(Part of a data file)

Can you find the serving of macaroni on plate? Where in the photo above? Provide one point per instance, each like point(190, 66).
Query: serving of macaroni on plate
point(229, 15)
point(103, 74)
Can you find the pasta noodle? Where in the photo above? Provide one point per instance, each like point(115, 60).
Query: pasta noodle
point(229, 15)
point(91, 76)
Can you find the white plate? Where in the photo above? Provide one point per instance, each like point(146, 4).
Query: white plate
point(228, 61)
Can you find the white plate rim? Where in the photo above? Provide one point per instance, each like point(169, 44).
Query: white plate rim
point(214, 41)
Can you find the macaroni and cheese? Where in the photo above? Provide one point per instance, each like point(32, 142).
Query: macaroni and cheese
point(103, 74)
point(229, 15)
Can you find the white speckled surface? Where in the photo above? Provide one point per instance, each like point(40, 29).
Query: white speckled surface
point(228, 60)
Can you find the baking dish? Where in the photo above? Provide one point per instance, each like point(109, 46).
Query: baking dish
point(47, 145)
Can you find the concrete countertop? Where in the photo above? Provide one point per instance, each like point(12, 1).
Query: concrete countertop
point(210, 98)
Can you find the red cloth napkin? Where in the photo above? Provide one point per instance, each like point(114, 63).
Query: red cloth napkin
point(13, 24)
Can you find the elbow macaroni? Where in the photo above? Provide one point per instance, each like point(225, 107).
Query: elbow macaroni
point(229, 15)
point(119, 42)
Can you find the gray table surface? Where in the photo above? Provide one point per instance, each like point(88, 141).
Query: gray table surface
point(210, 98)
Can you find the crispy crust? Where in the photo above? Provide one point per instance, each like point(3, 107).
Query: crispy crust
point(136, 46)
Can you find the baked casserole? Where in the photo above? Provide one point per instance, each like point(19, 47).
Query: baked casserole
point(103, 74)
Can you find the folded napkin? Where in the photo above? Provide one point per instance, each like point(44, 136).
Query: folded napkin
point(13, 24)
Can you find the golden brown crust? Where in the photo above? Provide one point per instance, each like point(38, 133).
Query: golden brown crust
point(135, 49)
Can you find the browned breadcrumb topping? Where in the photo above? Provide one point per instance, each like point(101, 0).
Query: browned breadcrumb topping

• Given task
Turn every row above into a numbered list, one line per item, and leave out any blank lines.

• Written response
1. Can you find the serving of macaroni on plate? Where in the photo above? Provide one point per instance, each like point(190, 66).
2. Query: serving of macaroni on plate
3. point(229, 15)
4. point(103, 74)
5. Can you find the pasta noodle? Where in the photo above? Provide one point per instance, each like point(115, 60).
6. Query: pasta noodle
7. point(229, 15)
8. point(91, 76)
9. Can you find the white plate? Where in the photo above? Provide one point per instance, each like point(146, 4).
10. Query: white plate
11. point(228, 61)
12. Can you find the white plate rim? Where in the photo above? Provide one point per instance, each like point(169, 44).
13. Query: white plate rim
14. point(214, 41)
15. Can you find the macaroni and cheese? Where in the photo above? Provide one point per instance, each like point(32, 142).
16. Query: macaroni and cheese
17. point(103, 74)
18. point(229, 15)
19. Can you find the white speckled surface? Where in the photo above? Provide one point per instance, each like point(40, 29).
20. Query: white speckled surface
21. point(228, 60)
22. Can you find the baking dish? Where in the photo above? Provide one point per instance, each like point(109, 46).
23. Query: baking dish
24. point(47, 145)
25. Can you find the concrete countertop? Where in the photo above? Provide one point per instance, each like point(12, 1).
26. Query: concrete countertop
27. point(210, 98)
28. Can you find the red cloth napkin? Where in the photo above? Provide one point per instance, each like point(114, 63).
29. Query: red cloth napkin
30. point(13, 24)
31. Can you find the elbow macaroni? Where in the photo above? Provide one point per instance, each like point(225, 107).
32. Query: elbow macaroni
33. point(229, 15)
34. point(119, 42)
35. Can you find the gray table surface? Where in the photo above? Provide one point per instance, each like point(88, 141).
36. Query: gray table surface
37. point(210, 98)
38. Can you find the crispy crust? Where in the photo above? Provide one point per instance, each like point(3, 107).
39. Query: crispy crust
40. point(136, 46)
41. Can you find the baked casserole? Where in the photo above? Provide one point per instance, each like point(19, 47).
42. Query: baked casserole
43. point(103, 74)
44. Can you find the folded napkin? Where in the photo above? Provide one point per instance, each like point(44, 136).
45. Query: folded napkin
46. point(13, 24)
47. Can you find the golden brown crust? Where in the photo above? Provide one point per instance, each like point(38, 133).
48. Query: golden brown crust
49. point(135, 49)
50. Can you find the browned breadcrumb topping? Where in the photo above? Provide one point per instance, each like point(101, 0).
51. Query: browned breadcrumb topping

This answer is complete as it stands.